### Exercise details
Return the data below exactly, please, but drop the pictures.

Extracted records
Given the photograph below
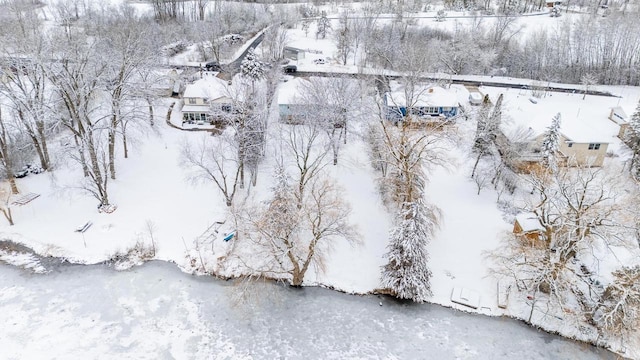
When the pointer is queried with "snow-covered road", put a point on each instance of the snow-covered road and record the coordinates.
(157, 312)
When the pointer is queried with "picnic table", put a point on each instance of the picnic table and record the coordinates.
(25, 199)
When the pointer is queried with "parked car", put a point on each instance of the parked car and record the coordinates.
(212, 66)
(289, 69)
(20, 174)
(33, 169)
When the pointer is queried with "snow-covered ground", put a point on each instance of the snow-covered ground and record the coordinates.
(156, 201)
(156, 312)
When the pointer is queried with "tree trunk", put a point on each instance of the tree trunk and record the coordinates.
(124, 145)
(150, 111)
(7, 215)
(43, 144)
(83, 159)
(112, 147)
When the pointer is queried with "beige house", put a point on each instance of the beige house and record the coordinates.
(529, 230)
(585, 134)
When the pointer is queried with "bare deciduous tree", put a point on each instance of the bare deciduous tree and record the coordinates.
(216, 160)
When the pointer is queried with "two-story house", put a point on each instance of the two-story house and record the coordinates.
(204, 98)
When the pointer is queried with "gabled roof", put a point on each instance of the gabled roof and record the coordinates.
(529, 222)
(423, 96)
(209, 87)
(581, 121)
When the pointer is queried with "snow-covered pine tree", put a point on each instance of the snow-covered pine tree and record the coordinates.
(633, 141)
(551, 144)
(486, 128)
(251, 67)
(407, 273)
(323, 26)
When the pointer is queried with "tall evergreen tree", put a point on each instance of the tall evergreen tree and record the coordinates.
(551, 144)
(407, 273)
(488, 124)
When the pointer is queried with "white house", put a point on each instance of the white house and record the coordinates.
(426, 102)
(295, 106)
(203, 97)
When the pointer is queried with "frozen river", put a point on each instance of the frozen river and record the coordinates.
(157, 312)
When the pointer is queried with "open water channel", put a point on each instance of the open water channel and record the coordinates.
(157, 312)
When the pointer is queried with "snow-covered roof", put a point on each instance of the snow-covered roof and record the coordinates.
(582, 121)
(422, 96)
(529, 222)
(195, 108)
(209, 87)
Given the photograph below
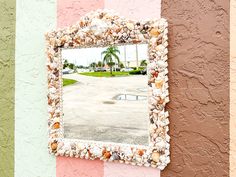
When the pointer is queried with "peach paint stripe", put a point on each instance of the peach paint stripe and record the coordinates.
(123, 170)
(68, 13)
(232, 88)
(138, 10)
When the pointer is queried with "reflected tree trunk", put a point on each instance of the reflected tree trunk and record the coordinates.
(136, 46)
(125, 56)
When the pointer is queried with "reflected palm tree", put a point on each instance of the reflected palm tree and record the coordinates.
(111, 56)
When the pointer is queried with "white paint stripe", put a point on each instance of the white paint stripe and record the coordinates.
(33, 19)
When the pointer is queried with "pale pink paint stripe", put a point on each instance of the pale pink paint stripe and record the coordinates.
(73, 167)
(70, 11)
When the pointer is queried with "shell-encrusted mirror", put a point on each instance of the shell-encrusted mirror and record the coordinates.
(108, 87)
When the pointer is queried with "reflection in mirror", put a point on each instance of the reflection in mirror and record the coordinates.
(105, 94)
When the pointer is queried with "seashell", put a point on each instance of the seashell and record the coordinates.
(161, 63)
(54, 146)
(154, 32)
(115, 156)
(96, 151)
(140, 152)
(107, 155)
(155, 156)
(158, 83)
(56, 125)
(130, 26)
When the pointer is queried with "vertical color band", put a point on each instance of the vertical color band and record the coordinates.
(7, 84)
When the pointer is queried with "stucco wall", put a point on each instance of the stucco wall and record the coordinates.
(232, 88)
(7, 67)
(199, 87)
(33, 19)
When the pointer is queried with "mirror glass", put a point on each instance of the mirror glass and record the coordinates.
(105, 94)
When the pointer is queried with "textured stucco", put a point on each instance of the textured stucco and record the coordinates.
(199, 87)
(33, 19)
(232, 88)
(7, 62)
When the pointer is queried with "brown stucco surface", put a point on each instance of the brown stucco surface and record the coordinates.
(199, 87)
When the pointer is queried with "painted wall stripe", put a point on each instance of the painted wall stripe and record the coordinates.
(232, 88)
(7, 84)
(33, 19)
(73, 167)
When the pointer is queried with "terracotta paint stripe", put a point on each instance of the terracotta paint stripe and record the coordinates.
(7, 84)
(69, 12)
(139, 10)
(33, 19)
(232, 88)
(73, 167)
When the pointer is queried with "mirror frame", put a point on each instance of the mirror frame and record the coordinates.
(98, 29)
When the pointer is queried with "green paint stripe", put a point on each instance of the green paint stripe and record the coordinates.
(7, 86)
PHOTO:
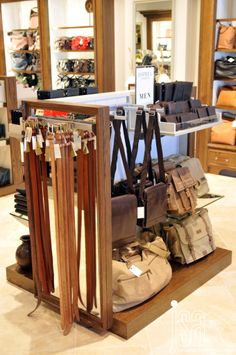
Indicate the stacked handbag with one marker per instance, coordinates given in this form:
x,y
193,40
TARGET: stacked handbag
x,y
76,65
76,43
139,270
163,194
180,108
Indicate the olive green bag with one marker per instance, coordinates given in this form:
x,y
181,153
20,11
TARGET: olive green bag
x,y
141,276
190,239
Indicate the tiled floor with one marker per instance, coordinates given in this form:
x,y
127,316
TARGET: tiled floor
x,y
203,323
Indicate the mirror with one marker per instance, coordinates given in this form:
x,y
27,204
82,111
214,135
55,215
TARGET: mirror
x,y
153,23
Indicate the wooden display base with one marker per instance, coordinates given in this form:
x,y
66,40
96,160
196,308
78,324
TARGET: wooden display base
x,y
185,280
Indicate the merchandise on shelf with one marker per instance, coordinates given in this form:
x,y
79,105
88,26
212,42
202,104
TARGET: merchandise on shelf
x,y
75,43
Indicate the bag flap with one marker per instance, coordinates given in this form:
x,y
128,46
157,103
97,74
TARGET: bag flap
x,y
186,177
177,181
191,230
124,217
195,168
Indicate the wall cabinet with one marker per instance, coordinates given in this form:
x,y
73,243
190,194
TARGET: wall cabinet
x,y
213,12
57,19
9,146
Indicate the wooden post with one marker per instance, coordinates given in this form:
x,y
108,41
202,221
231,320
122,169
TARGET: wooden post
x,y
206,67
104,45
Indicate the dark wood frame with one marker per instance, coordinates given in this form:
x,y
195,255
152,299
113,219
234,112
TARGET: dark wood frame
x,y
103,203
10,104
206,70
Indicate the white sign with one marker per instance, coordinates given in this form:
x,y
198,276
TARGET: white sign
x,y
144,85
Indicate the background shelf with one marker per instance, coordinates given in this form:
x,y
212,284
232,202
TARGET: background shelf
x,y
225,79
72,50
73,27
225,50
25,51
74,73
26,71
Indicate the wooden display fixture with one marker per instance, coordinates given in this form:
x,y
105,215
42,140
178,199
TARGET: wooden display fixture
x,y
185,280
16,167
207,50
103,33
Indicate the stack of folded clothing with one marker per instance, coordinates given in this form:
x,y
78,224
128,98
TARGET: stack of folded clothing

### Solution
Given the photograph below
When the pointer is queried with "snow-covered road", put a point on each instance of the snow-covered road and record the coordinates.
(157, 312)
When the pointer is queried with "picnic table", put a point on each instance of the picnic table and record the coordinates.
(25, 199)
When the pointer is queried with "parked car", put a point on each instance of the parked car and record the coordinates.
(212, 66)
(289, 69)
(20, 174)
(33, 169)
When the pointer is queried with "snow-covered ground", put a point on each instance of the snow-covered ground and record the coordinates.
(156, 201)
(156, 312)
When the pointer is queried with "tree trunk", put a point on each instance of the tree trunk and record the coordinates.
(124, 145)
(150, 111)
(7, 215)
(43, 144)
(83, 159)
(112, 147)
When the pointer is queried with "beige house", put a point on each instance of the beige house and record the coordinates.
(529, 230)
(585, 134)
When the pointer is queried with "bare deciduous tree", put a point on each instance of the bare deciduous tree and record the coordinates.
(216, 160)
When the pointer is queried with "two-story house", put a point on each instance of the two-story house and record the coordinates.
(204, 98)
When the pointer is queried with "gabled roof", put a point on each instance of the gabled roof and record the coordinates.
(529, 222)
(423, 96)
(209, 87)
(581, 121)
When the pointer is queried with "snow-covered pine tree", put a point on each instance of the snow-covered pine tree and record the coordinates.
(633, 141)
(551, 144)
(486, 128)
(251, 67)
(407, 273)
(323, 26)
When the pointer is queried with "tall evergreen tree", put a point on each instance of the tall evergreen tree and record the coordinates.
(551, 144)
(407, 273)
(488, 124)
When the pointer is queried with "white house", put a point on each instance of the white house and record the coordinates.
(426, 102)
(295, 106)
(203, 97)
When the pointer is queried with "frozen river", put a point on each instance of the frozen river and record the coordinates.
(157, 312)
When the pointer is queried with "open water channel", put a point on each instance of the open water channel and record the coordinates.
(157, 312)
When the pointer is queried with "snow-covered roof", put a point on each instance of the snow-covered roof and record the coordinates.
(582, 121)
(422, 96)
(529, 222)
(195, 108)
(209, 87)
Given the photograph below
When the pointer is queried with "peach paint stripe", put a point on each instance of the peach paint stripe and record the coordinates.
(123, 170)
(68, 13)
(232, 88)
(138, 10)
When the pointer is queried with "reflected tree trunk", put a point on each instance of the reflected tree trunk and record the coordinates.
(136, 46)
(125, 56)
When the pointer is queried with "reflected palm tree", put a point on each instance of the reflected palm tree and record the coordinates.
(111, 56)
When the pointer is queried with "white paint stripe", put a point on each instance of the white paint stripe and record the coordinates.
(33, 19)
When the pointer is queried with "pale pink paint stripe", put a point on each instance of the pale pink paint stripe and record the coordinates.
(73, 167)
(70, 11)
When the pointer is queried with "shell-encrusted mirror", put a point on each instance of the shell-encrusted mirror and record the coordinates.
(108, 87)
When the pointer is queried with "reflection in mirror", put a point on each instance of the reflection in mirror and record the coordinates.
(105, 94)
When the pointer is queried with "seashell", put a point on each instance of the seashell and record the coordinates.
(161, 63)
(54, 146)
(154, 32)
(115, 156)
(96, 151)
(140, 152)
(107, 155)
(155, 156)
(158, 83)
(56, 125)
(130, 26)
When the pointer is queried with "vertical color band", put a point on each instance of the vertical color band and record the coordinates.
(7, 84)
When the pointer is queried with "stucco wall", put a point on each instance of the stucco wall and record the coordinates.
(232, 88)
(7, 67)
(199, 87)
(33, 19)
When the pointer is queried with "mirror glass", put a point on each instance of the mirror glass and record the coordinates.
(105, 94)
When the pointer is queried with "textured stucco", put a point on each instance of the textured stucco and record the coordinates.
(199, 87)
(33, 19)
(232, 88)
(7, 62)
When the pointer is queried with "brown stucco surface", put a point on each instance of the brown stucco surface and record the coordinates.
(199, 87)
When the pointer is queried with "painted wall stripe", put a point on each instance of the painted wall stripe and record the coordinates.
(232, 88)
(7, 84)
(33, 19)
(73, 167)
When the pointer is queried with "terracotta paint stripe", put a point on each instance of the terracotta paint stripe and record the coordinates.
(7, 84)
(69, 12)
(139, 10)
(33, 19)
(232, 88)
(73, 167)
When the pointer is queried with "mirror frame", put a point on each instance of the mirror frame and record the coordinates.
(98, 29)
When the pointer is queried with "green paint stripe", put a point on each instance of the green paint stripe and record the coordinates.
(7, 86)
PHOTO:
Indicate the stacked handbag with one marker per instance, coordinates given in this form:
x,y
193,40
TARGET: stacked handbag
x,y
76,65
76,43
139,270
163,194
180,108
Indicate the olive green bag with one marker per instance, coordinates given in this form:
x,y
181,153
20,11
TARGET: olive green bag
x,y
141,276
190,239
Indicate the tiled floor with one marker per instance, coordinates given in this form:
x,y
127,316
TARGET: tiled floor
x,y
203,323
Indicate the mirror with one marker per instance, coordinates given in this form:
x,y
27,204
82,111
214,135
55,215
TARGET: mirror
x,y
153,23
Indicate the wooden display base with one marker per instance, coordinates given in this form:
x,y
66,40
96,160
196,308
78,324
TARGET: wooden display base
x,y
185,280
Indicate the merchandise on shelf with one marker per instance, coordinates given in this form:
x,y
79,105
88,26
212,42
202,104
TARGET: merchandise on shelf
x,y
75,43
Indicate the bag flap with one marker per instance, coordinates given in this form:
x,y
128,46
157,103
97,74
TARGET: bag flap
x,y
186,177
177,181
191,230
124,217
195,168
Indicate the wall cabinet with one marker per instance, coordinates given in this form:
x,y
73,243
190,194
TARGET: wall cabinet
x,y
213,12
57,19
9,146
Indicate the wooden post with one marker per instance, coordinates given in this form:
x,y
108,41
202,221
231,320
122,169
TARGET: wooden post
x,y
206,67
104,45
Indicate the dark wood frame with one marker per instance, coordinates given in this form:
x,y
195,255
152,299
113,219
234,112
TARGET: dark wood frame
x,y
103,203
10,104
206,70
Indicate the white sign with one marker per instance, coordinates given in this form:
x,y
198,276
TARGET: white sign
x,y
144,85
Indicate the background shelf with one marker per instance, coordinates given in this form:
x,y
212,284
232,202
TARGET: background shelf
x,y
225,79
72,50
73,27
225,50
25,51
74,73
26,71
Indicate the wooden display fixture with one marker per instance, coordinates given in this form:
x,y
105,215
42,140
178,199
TARGET: wooden display fixture
x,y
185,280
16,167
207,50
103,33
Indicate the stack of folded clothing with one marker per instance, coordinates given in this form:
x,y
78,224
128,98
TARGET: stack of folded clothing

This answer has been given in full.